"""

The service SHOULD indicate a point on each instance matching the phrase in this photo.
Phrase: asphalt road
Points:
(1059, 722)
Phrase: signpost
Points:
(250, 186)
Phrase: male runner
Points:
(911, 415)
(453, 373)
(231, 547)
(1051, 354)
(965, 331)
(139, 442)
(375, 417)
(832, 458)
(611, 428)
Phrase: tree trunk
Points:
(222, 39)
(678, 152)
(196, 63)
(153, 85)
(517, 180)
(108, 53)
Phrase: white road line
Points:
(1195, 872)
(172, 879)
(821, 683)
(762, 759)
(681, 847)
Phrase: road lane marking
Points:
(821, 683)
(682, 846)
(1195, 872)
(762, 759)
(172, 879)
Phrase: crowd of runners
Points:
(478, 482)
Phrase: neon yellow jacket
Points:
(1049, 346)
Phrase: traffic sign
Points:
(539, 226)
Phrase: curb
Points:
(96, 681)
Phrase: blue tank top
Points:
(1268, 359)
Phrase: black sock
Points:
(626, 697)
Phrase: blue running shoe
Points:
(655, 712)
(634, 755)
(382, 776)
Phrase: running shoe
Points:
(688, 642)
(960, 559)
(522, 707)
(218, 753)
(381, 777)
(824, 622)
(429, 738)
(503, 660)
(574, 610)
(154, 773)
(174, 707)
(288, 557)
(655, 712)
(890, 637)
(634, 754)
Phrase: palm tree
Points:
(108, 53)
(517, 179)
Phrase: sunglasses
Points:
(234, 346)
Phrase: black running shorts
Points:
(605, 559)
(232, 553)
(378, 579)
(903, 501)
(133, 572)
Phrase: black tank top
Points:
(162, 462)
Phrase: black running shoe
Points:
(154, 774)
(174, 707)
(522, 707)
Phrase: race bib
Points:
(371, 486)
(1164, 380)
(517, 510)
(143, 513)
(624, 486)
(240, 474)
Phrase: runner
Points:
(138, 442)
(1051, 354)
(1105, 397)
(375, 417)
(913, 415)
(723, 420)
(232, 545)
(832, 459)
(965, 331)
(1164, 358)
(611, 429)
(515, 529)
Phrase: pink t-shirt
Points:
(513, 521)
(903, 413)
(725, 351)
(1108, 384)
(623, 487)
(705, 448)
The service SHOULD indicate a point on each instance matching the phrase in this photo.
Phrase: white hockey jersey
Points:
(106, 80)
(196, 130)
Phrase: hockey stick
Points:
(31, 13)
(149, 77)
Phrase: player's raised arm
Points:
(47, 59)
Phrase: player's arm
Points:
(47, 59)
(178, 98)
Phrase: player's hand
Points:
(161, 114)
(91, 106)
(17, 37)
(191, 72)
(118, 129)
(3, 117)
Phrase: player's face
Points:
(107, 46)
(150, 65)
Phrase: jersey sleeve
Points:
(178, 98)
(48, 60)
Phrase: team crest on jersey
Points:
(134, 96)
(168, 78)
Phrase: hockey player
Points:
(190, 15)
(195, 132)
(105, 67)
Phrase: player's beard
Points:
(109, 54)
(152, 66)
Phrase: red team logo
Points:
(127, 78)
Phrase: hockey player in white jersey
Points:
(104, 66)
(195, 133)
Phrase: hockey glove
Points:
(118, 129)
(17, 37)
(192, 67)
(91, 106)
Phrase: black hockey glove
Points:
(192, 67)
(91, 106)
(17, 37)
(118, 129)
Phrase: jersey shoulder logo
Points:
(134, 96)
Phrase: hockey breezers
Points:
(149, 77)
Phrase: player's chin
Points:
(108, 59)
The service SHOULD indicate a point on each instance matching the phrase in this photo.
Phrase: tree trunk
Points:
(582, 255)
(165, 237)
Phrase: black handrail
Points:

"""

*Your assignment*
Would you copy out each record precisely as it stands?

*Answer section*
The service SHOULD indicate a point on each instance matching the phrase in this photo.
Phrase: asphalt road
Points:
(1059, 722)
Phrase: signpost
Points:
(250, 186)
Phrase: male runner
Points:
(911, 415)
(453, 373)
(231, 547)
(1051, 354)
(965, 331)
(139, 442)
(375, 417)
(832, 458)
(611, 428)
Phrase: tree trunk
Points:
(222, 39)
(678, 152)
(196, 63)
(153, 85)
(517, 180)
(108, 53)
Phrase: white road line
Points:
(1195, 872)
(172, 879)
(821, 683)
(762, 759)
(681, 847)
Phrase: road lane marking
Points:
(821, 683)
(682, 846)
(1195, 872)
(762, 759)
(172, 879)
Phrase: crowd of runners
Points:
(478, 482)
Phrase: neon yellow jacket
Points:
(1049, 346)
Phrase: traffic sign
Points:
(539, 226)
Phrase: curb
Points:
(96, 681)
Phrase: blue tank top
Points:
(1268, 359)
Phrase: black sock
Points:
(626, 697)
Phrase: blue running shoe
Points:
(655, 712)
(634, 755)
(382, 776)
Phrase: running shoe
Points:
(688, 642)
(960, 559)
(522, 707)
(218, 753)
(381, 777)
(824, 622)
(429, 738)
(503, 660)
(574, 610)
(154, 773)
(174, 707)
(288, 557)
(655, 712)
(890, 637)
(634, 754)
Phrase: palm tree
Points:
(108, 53)
(517, 179)
Phrase: sunglasses
Points:
(234, 346)
Phrase: black running shorts
Points:
(605, 559)
(232, 553)
(378, 579)
(903, 501)
(133, 572)
Phrase: black tank top
Points:
(162, 462)
Phrase: black running shoe
Points:
(154, 774)
(174, 707)
(522, 707)
Phrase: race bib
Points:
(371, 486)
(1164, 380)
(517, 510)
(143, 513)
(624, 486)
(240, 474)
Phrase: runner
Points:
(138, 442)
(1051, 354)
(1105, 397)
(375, 417)
(913, 415)
(723, 420)
(232, 545)
(832, 459)
(965, 331)
(1164, 358)
(611, 429)
(515, 529)
Phrase: pink t-shirt
Points:
(513, 521)
(903, 413)
(725, 351)
(1108, 384)
(623, 487)
(705, 448)
The service SHOULD indicate a point on each instance matching the phrase in this photo.
Phrase: white hockey jersey
Points:
(106, 80)
(196, 130)
Phrase: hockey stick
Points:
(31, 13)
(149, 77)
Phrase: player's raised arm
Points:
(47, 59)
Phrase: player's arm
Points:
(47, 59)
(178, 98)
Phrase: player's hand
Points:
(161, 114)
(91, 106)
(17, 37)
(191, 72)
(118, 129)
(3, 117)
Phrase: player's face
Points:
(107, 46)
(150, 65)
Phrase: jersey sleeve
Points:
(178, 98)
(48, 60)
Phrase: team crest on jersey
Points:
(134, 96)
(168, 78)
Phrase: hockey player
Points:
(190, 15)
(195, 132)
(105, 67)
Phrase: player's beard
Points:
(109, 54)
(152, 66)
Phrase: red team logo
Points:
(127, 78)
Phrase: hockey player in white jersey
Points:
(104, 66)
(195, 133)
Phrase: hockey glove
Points:
(118, 129)
(17, 37)
(192, 67)
(91, 106)
Phrase: black hockey glove
Points:
(192, 67)
(91, 106)
(17, 37)
(118, 129)
Phrase: jersey shoulder logo
Points:
(134, 96)
Phrase: hockey breezers
Points:
(149, 77)
Phrase: player's chin
Points:
(108, 59)
The service SHOULD indicate a point on each instance matching the phrase in this photo.
Phrase: tree trunk
Points:
(582, 255)
(165, 237)
Phrase: black handrail
Points:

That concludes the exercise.